Input data
○ ○ ○ ○ ○ ○ ○
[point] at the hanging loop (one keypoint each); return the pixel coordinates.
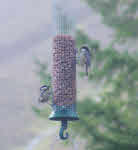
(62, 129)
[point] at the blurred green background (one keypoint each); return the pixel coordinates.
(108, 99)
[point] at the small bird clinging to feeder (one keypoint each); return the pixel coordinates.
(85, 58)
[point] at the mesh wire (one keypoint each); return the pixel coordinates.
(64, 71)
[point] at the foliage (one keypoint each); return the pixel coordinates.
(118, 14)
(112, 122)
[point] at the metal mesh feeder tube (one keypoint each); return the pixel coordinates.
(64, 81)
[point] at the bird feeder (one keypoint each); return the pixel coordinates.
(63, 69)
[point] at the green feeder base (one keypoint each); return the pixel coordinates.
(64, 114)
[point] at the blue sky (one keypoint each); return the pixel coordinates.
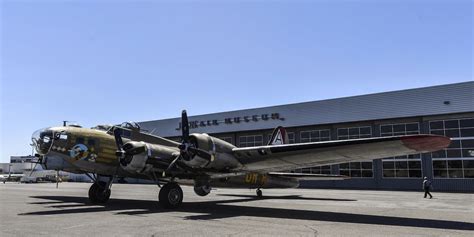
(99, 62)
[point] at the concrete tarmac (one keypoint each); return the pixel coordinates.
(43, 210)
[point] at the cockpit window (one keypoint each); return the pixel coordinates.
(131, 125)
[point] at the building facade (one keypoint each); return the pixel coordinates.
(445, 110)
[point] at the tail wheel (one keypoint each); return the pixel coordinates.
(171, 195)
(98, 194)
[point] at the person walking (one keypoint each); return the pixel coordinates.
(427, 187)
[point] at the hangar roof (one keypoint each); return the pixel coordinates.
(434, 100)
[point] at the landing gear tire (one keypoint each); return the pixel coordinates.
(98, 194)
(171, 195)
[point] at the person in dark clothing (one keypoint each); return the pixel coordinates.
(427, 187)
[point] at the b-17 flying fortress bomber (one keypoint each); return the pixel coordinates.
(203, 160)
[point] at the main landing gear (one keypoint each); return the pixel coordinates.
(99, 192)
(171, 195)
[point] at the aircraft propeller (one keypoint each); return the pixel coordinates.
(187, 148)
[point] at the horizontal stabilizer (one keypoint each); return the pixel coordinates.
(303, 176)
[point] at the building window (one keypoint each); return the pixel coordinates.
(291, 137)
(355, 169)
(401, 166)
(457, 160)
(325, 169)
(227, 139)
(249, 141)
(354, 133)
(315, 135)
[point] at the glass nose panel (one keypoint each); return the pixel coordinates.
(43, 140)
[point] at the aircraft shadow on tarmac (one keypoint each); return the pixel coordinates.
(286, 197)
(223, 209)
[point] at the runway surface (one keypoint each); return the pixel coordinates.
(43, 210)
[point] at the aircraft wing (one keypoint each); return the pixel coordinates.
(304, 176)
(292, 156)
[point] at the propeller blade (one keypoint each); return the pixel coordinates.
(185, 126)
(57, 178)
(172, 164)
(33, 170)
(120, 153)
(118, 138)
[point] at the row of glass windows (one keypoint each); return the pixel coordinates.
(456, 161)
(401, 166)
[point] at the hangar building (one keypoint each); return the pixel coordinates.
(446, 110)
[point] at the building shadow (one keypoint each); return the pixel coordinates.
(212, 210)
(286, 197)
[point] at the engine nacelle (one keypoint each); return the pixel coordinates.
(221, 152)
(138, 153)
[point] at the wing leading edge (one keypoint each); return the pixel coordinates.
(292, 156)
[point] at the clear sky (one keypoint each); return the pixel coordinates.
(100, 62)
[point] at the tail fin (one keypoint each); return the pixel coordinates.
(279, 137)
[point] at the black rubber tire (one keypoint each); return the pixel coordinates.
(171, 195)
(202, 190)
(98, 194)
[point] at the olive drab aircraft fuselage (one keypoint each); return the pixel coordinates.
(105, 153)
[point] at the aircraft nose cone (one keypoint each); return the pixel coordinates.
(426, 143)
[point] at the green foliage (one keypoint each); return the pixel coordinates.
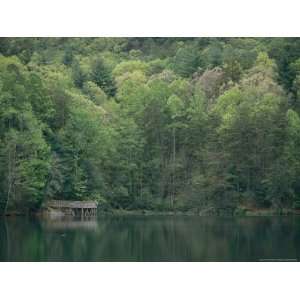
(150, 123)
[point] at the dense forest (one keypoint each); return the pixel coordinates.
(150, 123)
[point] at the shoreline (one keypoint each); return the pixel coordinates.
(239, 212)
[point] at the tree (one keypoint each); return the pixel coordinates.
○ ○ ○ ○ ○ ○ ○
Your assignment
Leaving out all pictures, transcribe the listing exactly.

Answer to the problem
[point] at the hanging loop (one keypoint each); return the pixel coordinates.
(62, 129)
[point] at the blurred green background (one keypoint each); return the pixel coordinates.
(108, 99)
[point] at the small bird clinging to feeder (one keypoint each); return the pixel coordinates.
(85, 58)
[point] at the mesh wire (one keypoint each); return the pixel coordinates.
(64, 71)
[point] at the foliage (one keypoint each); return the pixel coordinates.
(118, 14)
(112, 122)
[point] at the metal mesh feeder tube (one keypoint each); return the pixel coordinates.
(64, 81)
[point] at the bird feeder (one keypoint each); return the pixel coordinates.
(63, 69)
[point] at the green feeder base (one keypoint each); return the pixel coordinates.
(64, 114)
[point] at the blue sky (one keypoint each); return the pixel coordinates.
(99, 62)
[point] at the concrete tarmac (one keypoint each); return the pixel coordinates.
(43, 210)
[point] at the cockpit window (one keypoint each); return the pixel coordinates.
(131, 125)
[point] at the building facade (one keypoint each); return the pixel coordinates.
(445, 110)
[point] at the tail wheel (one keypoint each); return the pixel coordinates.
(171, 195)
(98, 194)
[point] at the person walking (one keypoint each); return the pixel coordinates.
(427, 187)
[point] at the hangar roof (one keypoint each); return the pixel coordinates.
(434, 100)
[point] at the landing gear tire (one keypoint each); return the pixel coordinates.
(98, 194)
(171, 195)
[point] at the person in dark clothing (one keypoint each); return the pixel coordinates.
(427, 187)
[point] at the b-17 flying fortress bomber (one keypoint each); return the pixel coordinates.
(203, 160)
[point] at the main landing gear (one keypoint each); return the pixel coordinates.
(99, 192)
(171, 195)
[point] at the aircraft propeller (one keypoint each); return the pixel coordinates.
(187, 148)
[point] at the horizontal stabilizer (one keypoint each); return the pixel coordinates.
(303, 176)
[point] at the building window (one keypoint each); return the pixel coordinates.
(291, 137)
(355, 169)
(401, 166)
(457, 160)
(325, 169)
(227, 139)
(249, 141)
(354, 133)
(315, 135)
[point] at the glass nose panel (one keypoint each); return the pixel coordinates.
(43, 140)
[point] at the aircraft shadow on tarmac (one keypoint each); return the pixel coordinates.
(286, 197)
(223, 209)
[point] at the runway surface (one keypoint each); return the pixel coordinates.
(43, 210)
[point] at the aircraft wing (one keypoint each); return the pixel coordinates.
(304, 176)
(292, 156)
[point] at the propeller blade (one keypoint each); return the pixel coordinates.
(185, 126)
(57, 178)
(172, 164)
(33, 170)
(120, 153)
(118, 138)
[point] at the row of glass windows (one keypoint each); return the pixel coordinates.
(456, 161)
(401, 166)
[point] at the hangar building (one keypoint each); return the pixel coordinates.
(446, 110)
[point] at the building shadow (one keypoint each); return the pixel coordinates.
(212, 210)
(286, 197)
[point] at the engine nacelle (one keypoint each); return the pixel coordinates.
(221, 152)
(138, 153)
[point] at the wing leading edge (one keypoint each); return the pixel coordinates.
(292, 156)
[point] at the clear sky (one keypoint each); return the pixel coordinates.
(100, 62)
[point] at the tail fin (one keypoint each); return the pixel coordinates.
(279, 137)
[point] at the black rubber tire (one keypoint each); return the pixel coordinates.
(171, 195)
(202, 190)
(98, 194)
[point] at the olive drab aircraft fuselage (one keypoint each); return the pixel coordinates.
(105, 153)
[point] at the aircraft nose cone (one keypoint each); return the pixel coordinates.
(426, 143)
[point] at the green foliage (one keypoint each); return the pixel coordinates.
(150, 123)
[point] at the dense forest (one keypoint each); return the pixel coordinates.
(150, 123)
[point] at the shoreline (one keypoint each); return the pixel coordinates.
(239, 212)
[point] at the tree (one keypoint each); return the pixel coordinates.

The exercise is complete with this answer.